→ Consigne
Renommez « Reviewer note » en « Annotator note » dans toutes les lignes de données ci-dessous, sans rien modifier d'autre. Omettez les images dans la réponse.

[Lignes de données]
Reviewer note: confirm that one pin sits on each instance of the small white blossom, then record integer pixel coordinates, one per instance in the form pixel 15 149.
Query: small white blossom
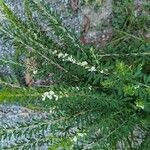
pixel 90 88
pixel 77 88
pixel 60 55
pixel 35 72
pixel 102 71
pixel 84 63
pixel 92 69
pixel 54 52
pixel 50 95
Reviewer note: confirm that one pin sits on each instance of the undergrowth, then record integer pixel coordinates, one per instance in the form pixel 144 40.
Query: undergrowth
pixel 99 99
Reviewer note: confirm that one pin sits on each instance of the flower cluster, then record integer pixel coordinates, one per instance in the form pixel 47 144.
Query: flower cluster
pixel 69 58
pixel 50 95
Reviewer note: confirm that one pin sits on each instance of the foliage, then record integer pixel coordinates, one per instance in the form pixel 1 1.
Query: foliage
pixel 100 99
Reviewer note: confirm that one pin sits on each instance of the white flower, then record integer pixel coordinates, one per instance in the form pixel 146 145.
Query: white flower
pixel 50 95
pixel 90 88
pixel 84 63
pixel 54 52
pixel 35 72
pixel 77 88
pixel 71 59
pixel 102 71
pixel 92 69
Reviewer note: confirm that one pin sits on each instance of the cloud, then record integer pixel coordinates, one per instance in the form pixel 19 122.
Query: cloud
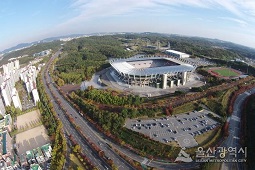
pixel 88 9
pixel 239 21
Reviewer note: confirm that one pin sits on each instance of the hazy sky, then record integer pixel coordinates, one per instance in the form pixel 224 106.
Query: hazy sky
pixel 31 20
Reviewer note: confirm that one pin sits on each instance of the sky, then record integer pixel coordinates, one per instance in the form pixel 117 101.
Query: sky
pixel 23 21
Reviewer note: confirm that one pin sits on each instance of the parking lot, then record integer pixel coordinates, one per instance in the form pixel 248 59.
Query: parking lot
pixel 181 128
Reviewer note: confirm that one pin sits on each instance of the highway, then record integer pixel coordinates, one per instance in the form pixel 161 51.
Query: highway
pixel 234 131
pixel 100 139
pixel 91 154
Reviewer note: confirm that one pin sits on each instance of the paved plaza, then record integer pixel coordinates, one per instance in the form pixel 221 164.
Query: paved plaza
pixel 181 128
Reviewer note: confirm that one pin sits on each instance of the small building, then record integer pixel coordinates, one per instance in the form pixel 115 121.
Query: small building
pixel 35 167
pixel 46 149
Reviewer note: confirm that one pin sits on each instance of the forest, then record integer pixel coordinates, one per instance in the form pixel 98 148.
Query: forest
pixel 82 57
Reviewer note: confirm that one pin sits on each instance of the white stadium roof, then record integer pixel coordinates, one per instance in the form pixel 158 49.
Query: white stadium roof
pixel 124 67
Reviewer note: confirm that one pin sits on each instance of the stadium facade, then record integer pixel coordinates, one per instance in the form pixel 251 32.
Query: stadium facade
pixel 157 71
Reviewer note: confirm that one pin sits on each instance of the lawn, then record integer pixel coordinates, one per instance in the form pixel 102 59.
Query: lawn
pixel 225 72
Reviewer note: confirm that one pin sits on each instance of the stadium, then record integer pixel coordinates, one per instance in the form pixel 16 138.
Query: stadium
pixel 156 71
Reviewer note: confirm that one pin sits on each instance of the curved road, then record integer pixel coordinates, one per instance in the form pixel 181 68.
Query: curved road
pixel 91 154
pixel 100 139
pixel 234 131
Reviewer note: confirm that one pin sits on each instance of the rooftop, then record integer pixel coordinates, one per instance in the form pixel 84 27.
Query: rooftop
pixel 125 66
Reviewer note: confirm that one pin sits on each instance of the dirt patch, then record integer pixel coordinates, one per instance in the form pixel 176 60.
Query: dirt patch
pixel 28 120
pixel 31 139
pixel 69 87
pixel 215 73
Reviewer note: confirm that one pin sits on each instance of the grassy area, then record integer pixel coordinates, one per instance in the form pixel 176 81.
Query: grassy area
pixel 75 163
pixel 184 108
pixel 226 72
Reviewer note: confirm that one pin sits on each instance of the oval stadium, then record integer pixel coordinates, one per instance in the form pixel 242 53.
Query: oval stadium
pixel 156 71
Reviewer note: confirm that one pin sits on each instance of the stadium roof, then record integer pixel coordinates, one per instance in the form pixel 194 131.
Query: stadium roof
pixel 123 67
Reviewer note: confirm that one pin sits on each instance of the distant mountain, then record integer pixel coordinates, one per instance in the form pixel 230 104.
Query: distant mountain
pixel 26 45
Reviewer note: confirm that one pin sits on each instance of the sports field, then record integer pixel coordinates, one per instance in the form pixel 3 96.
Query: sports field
pixel 225 72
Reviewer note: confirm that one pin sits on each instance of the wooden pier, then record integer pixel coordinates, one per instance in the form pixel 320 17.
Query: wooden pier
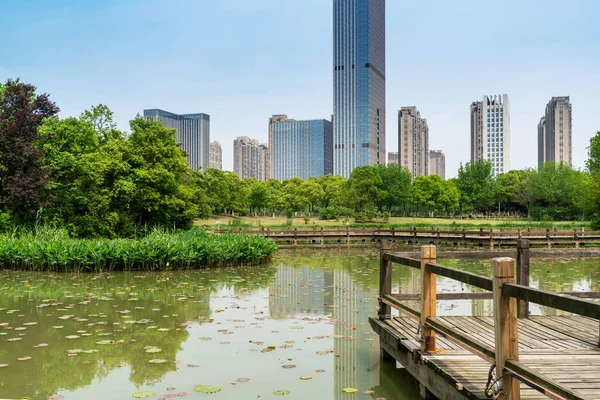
pixel 489 238
pixel 501 357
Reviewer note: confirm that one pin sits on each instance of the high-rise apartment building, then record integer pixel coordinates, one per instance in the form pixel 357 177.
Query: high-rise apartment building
pixel 300 148
pixel 249 158
pixel 555 132
pixel 392 157
pixel 437 163
pixel 193 132
pixel 413 141
pixel 216 155
pixel 490 132
pixel 358 84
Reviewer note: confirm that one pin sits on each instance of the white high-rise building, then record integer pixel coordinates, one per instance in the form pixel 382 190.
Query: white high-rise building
pixel 413 141
pixel 490 132
pixel 216 155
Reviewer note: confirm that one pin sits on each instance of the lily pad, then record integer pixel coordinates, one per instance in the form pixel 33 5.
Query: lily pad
pixel 207 389
pixel 153 350
pixel 143 395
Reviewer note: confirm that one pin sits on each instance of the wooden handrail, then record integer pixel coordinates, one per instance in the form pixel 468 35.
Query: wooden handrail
pixel 554 300
pixel 505 292
pixel 470 278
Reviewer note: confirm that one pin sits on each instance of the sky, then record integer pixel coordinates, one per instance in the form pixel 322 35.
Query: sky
pixel 242 61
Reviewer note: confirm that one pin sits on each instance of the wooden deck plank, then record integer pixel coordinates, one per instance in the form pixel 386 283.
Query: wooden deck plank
pixel 563 349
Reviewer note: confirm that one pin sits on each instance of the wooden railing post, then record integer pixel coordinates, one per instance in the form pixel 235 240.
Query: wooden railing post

→ Corrigé
Annotator note: confirm that one pin sits on each instance of the small white blossom, then record integer pixel coordinates, one per instance in the form pixel 15 149.
Query: small white blossom
pixel 90 88
pixel 77 88
pixel 60 55
pixel 35 72
pixel 102 71
pixel 84 63
pixel 92 69
pixel 54 52
pixel 50 95
Annotator note: confirm that one pin sits on each instance of the undergrowth, then record integer pixel coordinates, one per instance in the form pixel 144 40.
Query: undergrowth
pixel 99 99
Annotator note: confirm that one pin sits on each instance of the flower cluster, then record integer pixel coordinates, one per instance in the form pixel 47 144.
Query: flower cluster
pixel 69 58
pixel 50 95
Annotator note: confirm that one pin sits on each instance of the foliage, then record integer pixel coordinates, one per instance in the form pixel 1 1.
Query: foliage
pixel 100 99
Annotator note: confirm that one pin sits on each instance of the white flower, then record integer pixel coordinates, one per instance in the form pixel 146 145.
Query: white flower
pixel 50 95
pixel 90 88
pixel 84 63
pixel 54 52
pixel 35 72
pixel 77 88
pixel 71 59
pixel 102 71
pixel 92 69
Annotator note: confirm that one pin sits on each instance of the cloud, then record integer pixel coordinates, one per instance in the form pixel 19 122.
Query: cloud
pixel 88 9
pixel 239 21
Annotator note: confirm that one pin sits on each instance of the hazy sky, then record integer pixel coordinates, one per instance in the form pixel 224 106.
Query: hazy sky
pixel 31 20
Annotator note: confirm that one pin sits on each instance of the sky, then record integer pixel coordinates, one per instance in the form pixel 117 101.
Query: sky
pixel 23 21
Annotator note: confirm that one pin sits on each instance of the parking lot, then record integer pixel coordinates, one per instance in the form pixel 248 59.
Query: parking lot
pixel 181 128
Annotator note: confirm that one pin sits on each instance of the highway, then record integer pixel coordinates, one per instance in the form pixel 161 51.
Query: highway
pixel 234 131
pixel 100 139
pixel 91 154
Annotator note: confirm that one pin sits on each instance of the paved plaza, then record integer pixel coordinates, one per instance in the form pixel 221 164.
Query: paved plaza
pixel 181 128
Annotator note: confirm that one pin sits on each instance of the small building, then record integer pixel coordinates, one per instance in the form pixel 115 121.
Query: small building
pixel 35 167
pixel 46 149
Annotator note: confirm that one pin sits on each instance of the forest, then record integer pixel coordinates, one per instance in the form pixel 98 148.
Query: forest
pixel 82 57
Annotator note: confirm that one pin sits on each instance of the white stadium roof, then record integer pixel coordinates, one per instance in the form pixel 158 49.
Query: white stadium roof
pixel 124 67
Annotator note: confirm that one pin sits on each instance of the stadium facade, then record integer pixel coordinates, one per instance in the form pixel 251 32.
Query: stadium facade
pixel 157 71
Annotator note: confirm that one pin sits on each instance of the lawn, then record integer pixel coordinates, one per instance in the form pixel 102 59.
Query: lawn
pixel 225 72
Annotator note: confirm that one pin sits on each instance of the stadium, then record integer pixel coordinates, one per instance in the form pixel 16 138.
Query: stadium
pixel 156 71
Annotator note: confirm that one pin sits on each instance of the curved road, then record integer pixel coordinates, one per instance in the form pixel 181 68.
Query: curved road
pixel 91 154
pixel 100 139
pixel 234 131
Annotator note: confirm that one pin sits on each instance of the rooftop, then record integer pixel coordinates, one per instance in the form pixel 84 27.
Query: rooftop
pixel 125 66
Annotator note: confirm that one pin sits on each instance of the dirt patch, then record integer pixel coordinates, one per instance in the form pixel 176 60.
Query: dirt patch
pixel 28 120
pixel 31 139
pixel 69 87
pixel 215 73
Annotator note: confirm that one pin sits on each instance of the grassy area, then record integer pixel coordinates, one per instance in the form pixel 176 81.
Query: grassy area
pixel 75 163
pixel 184 108
pixel 226 72
Annotator note: confirm that one pin sits on each instance of the oval stadium, then record integer pixel coordinates, one per instance in the form pixel 242 53.
Query: oval stadium
pixel 156 71
Annotator note: confirm that one pin sits on each instance of the stadium roof, then record integer pixel coordinates, one per instance in the form pixel 194 131.
Query: stadium roof
pixel 123 67
Annotator note: confirm that one pin sits on each instance of the distant mountain, then record integer pixel coordinates, one per instance in the form pixel 230 104.
Query: distant mountain
pixel 26 45
Annotator note: confirm that one pin sits on each instance of the sports field, then record integer pixel coordinates, one per instance in the form pixel 3 96.
Query: sports field
pixel 225 72
Annotator note: confirm that one pin sits on each instance of the wooden pier, then record integer pixel coordinates, one per instance in the form pixel 320 17.
Query: wooden pier
pixel 489 238
pixel 501 357
Annotator note: confirm that one pin sits on each instance of the high-rise apartment building, then record integer pixel coordinates, one per instance in the form pixel 357 177.
Query: high-rise apartment building
pixel 300 148
pixel 249 158
pixel 555 132
pixel 392 157
pixel 437 163
pixel 193 132
pixel 413 141
pixel 216 155
pixel 490 132
pixel 358 84
Annotator note: confirm that one pin sits on each instance of the white high-rise building, then record integer pixel coordinates, one per instance in the form pixel 382 190.
Query: white high-rise building
pixel 413 141
pixel 490 132
pixel 216 155
Annotator note: confirm that one pin sits on each instance of the lily pad, then record integer pixel coordinates, one per instance in the form pixel 33 5.
Query: lily pad
pixel 207 389
pixel 153 350
pixel 143 395
Annotator note: confirm that one pin sits on each instance of the wooden handrail, then record integer pixel coordinates, one per instance in the form pixel 468 35.
Query: wooden handrail
pixel 554 300
pixel 505 292
pixel 470 278
Annotator note: confirm that one pin sits on each instance of the sky, then record integer pixel coordinates, one per instance in the form pixel 322 35.
Query: sky
pixel 242 61
Annotator note: confirm that one pin sits on each instance of the wooden deck plank, then record integer pixel coordinates, one per instance in the form pixel 386 283.
Query: wooden deck plank
pixel 563 349
Annotator note: confirm that one pin sits on each instance of the wooden railing post, then record integer pixel coordinates, one per instance in the form pixel 235 240.
Query: wooden railing post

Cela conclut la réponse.